== What you should do ==
Tally the lines in the entries below that contain the word "vegetation", and give only that number.

Recorded data:
== == ==

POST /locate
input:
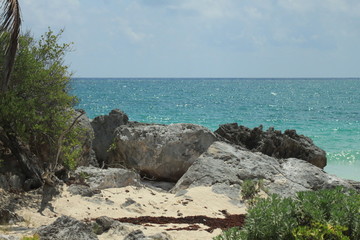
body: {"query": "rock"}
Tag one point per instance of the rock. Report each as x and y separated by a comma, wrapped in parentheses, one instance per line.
(16, 183)
(274, 143)
(135, 235)
(225, 167)
(162, 152)
(98, 178)
(104, 127)
(139, 235)
(9, 217)
(86, 137)
(4, 184)
(355, 184)
(18, 163)
(66, 228)
(8, 237)
(158, 185)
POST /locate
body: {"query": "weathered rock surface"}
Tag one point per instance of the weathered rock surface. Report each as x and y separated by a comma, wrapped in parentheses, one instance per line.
(9, 217)
(66, 228)
(20, 168)
(225, 167)
(139, 235)
(274, 143)
(86, 138)
(104, 127)
(160, 151)
(98, 178)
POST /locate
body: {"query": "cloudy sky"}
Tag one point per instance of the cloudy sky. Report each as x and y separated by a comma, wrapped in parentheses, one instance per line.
(204, 38)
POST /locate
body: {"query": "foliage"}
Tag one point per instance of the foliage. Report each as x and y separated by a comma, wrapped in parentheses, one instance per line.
(336, 207)
(320, 231)
(36, 106)
(34, 237)
(331, 214)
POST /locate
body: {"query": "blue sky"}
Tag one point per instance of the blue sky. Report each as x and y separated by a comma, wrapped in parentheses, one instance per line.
(204, 38)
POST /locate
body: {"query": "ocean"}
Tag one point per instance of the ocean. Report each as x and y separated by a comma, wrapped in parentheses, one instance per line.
(326, 110)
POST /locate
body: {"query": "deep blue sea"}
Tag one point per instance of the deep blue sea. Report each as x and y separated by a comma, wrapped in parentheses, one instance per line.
(326, 110)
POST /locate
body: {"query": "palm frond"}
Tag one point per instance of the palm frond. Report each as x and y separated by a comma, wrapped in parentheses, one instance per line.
(9, 23)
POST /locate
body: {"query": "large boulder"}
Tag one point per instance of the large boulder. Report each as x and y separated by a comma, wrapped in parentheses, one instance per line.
(20, 169)
(66, 228)
(160, 151)
(85, 137)
(104, 127)
(274, 143)
(225, 167)
(98, 178)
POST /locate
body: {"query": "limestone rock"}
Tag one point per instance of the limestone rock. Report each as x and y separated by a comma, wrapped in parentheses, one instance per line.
(86, 138)
(104, 127)
(98, 178)
(9, 217)
(274, 143)
(160, 151)
(225, 167)
(66, 228)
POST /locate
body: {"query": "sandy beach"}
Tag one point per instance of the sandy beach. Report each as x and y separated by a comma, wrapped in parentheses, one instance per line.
(134, 202)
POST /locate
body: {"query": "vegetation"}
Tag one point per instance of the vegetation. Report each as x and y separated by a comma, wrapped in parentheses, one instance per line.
(10, 23)
(34, 237)
(324, 214)
(37, 105)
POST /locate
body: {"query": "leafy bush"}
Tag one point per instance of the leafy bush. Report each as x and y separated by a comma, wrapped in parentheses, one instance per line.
(320, 231)
(34, 237)
(331, 214)
(36, 106)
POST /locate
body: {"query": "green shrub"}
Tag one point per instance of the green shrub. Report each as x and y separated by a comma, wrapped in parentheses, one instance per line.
(271, 218)
(320, 231)
(324, 214)
(36, 106)
(338, 207)
(34, 237)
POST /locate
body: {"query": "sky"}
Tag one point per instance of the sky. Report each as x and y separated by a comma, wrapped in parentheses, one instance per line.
(203, 38)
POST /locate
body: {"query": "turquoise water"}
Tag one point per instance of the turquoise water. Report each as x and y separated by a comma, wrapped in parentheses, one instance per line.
(327, 110)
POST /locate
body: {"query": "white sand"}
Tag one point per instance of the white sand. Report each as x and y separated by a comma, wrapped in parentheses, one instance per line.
(148, 202)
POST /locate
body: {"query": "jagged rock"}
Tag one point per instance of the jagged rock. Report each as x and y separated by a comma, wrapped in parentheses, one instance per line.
(274, 143)
(19, 164)
(104, 127)
(66, 228)
(139, 235)
(160, 151)
(86, 137)
(8, 237)
(225, 167)
(9, 217)
(98, 178)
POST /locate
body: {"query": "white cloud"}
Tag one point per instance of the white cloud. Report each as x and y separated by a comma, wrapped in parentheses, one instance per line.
(211, 9)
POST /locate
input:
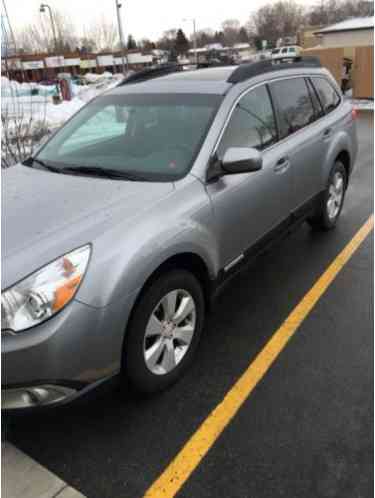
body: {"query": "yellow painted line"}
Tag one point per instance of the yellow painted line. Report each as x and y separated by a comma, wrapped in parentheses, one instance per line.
(179, 470)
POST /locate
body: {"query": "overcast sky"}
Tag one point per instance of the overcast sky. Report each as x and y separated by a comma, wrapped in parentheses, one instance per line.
(142, 18)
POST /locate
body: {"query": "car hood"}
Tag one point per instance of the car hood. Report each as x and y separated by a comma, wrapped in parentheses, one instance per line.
(47, 214)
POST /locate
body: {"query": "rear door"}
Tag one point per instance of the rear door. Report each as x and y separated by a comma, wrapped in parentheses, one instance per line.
(249, 205)
(301, 136)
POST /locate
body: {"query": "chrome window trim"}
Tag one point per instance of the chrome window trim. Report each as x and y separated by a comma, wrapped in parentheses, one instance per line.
(283, 140)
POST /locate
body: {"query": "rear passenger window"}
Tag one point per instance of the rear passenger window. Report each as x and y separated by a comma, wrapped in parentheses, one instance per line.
(252, 123)
(327, 94)
(316, 102)
(294, 104)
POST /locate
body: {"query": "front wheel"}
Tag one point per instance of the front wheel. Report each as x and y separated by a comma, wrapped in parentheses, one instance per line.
(333, 199)
(164, 331)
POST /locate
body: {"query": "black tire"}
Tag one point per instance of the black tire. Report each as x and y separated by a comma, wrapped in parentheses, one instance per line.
(140, 377)
(321, 220)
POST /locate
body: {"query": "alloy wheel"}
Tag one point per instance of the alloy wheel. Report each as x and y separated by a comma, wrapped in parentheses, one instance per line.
(335, 195)
(169, 331)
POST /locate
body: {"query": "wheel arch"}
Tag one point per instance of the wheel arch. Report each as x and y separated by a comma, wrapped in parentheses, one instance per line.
(344, 158)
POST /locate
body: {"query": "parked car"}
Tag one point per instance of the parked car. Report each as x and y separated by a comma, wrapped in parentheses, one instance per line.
(286, 52)
(119, 232)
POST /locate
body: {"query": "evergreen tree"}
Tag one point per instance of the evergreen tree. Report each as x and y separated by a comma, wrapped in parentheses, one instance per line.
(131, 43)
(181, 44)
(243, 36)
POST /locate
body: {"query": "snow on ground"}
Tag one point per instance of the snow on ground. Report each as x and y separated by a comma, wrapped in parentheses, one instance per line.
(360, 104)
(25, 100)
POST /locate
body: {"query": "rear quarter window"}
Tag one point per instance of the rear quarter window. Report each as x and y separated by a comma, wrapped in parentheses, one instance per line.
(327, 94)
(294, 105)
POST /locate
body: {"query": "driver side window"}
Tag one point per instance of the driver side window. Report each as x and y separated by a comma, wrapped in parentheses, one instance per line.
(252, 123)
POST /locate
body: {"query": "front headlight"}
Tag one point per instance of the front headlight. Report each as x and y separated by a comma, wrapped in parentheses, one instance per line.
(45, 292)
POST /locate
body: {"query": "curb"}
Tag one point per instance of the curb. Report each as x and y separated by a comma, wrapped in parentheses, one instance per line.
(23, 477)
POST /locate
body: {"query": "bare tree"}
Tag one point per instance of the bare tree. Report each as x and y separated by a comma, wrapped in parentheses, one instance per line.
(231, 28)
(332, 11)
(167, 41)
(37, 36)
(105, 34)
(278, 20)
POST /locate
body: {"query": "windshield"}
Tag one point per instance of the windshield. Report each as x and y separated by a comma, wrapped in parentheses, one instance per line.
(153, 136)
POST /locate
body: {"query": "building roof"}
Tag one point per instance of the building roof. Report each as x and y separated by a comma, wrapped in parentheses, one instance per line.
(354, 24)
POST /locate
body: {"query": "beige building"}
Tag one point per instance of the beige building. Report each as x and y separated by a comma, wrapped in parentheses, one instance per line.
(306, 37)
(358, 32)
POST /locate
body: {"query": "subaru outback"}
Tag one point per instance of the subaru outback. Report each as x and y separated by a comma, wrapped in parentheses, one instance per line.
(122, 228)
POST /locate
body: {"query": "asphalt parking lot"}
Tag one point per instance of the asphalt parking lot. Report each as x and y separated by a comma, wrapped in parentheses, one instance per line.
(305, 430)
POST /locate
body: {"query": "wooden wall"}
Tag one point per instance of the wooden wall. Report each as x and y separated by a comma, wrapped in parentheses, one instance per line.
(331, 58)
(363, 73)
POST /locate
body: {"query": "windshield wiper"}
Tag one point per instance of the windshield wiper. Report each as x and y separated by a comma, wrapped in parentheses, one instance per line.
(44, 165)
(103, 173)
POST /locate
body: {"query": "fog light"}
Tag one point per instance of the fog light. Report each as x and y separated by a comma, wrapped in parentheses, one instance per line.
(27, 397)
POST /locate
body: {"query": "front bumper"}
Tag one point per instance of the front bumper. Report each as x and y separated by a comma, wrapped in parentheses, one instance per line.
(62, 358)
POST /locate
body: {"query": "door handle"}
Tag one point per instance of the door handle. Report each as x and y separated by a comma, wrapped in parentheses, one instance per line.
(281, 165)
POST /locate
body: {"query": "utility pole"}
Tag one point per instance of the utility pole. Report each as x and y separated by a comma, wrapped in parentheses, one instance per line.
(42, 9)
(194, 38)
(124, 59)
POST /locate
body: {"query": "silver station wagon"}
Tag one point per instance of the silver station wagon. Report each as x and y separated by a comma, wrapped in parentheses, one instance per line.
(121, 229)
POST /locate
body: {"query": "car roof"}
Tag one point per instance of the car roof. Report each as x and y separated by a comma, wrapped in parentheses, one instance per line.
(211, 80)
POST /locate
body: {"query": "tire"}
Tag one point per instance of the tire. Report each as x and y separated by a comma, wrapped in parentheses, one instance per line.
(330, 207)
(148, 358)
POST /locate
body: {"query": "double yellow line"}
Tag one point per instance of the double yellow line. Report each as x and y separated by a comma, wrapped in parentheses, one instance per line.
(179, 470)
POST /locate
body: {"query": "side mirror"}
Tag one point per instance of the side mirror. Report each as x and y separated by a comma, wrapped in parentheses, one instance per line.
(236, 160)
(241, 160)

== == ==

== Solved problem ==
2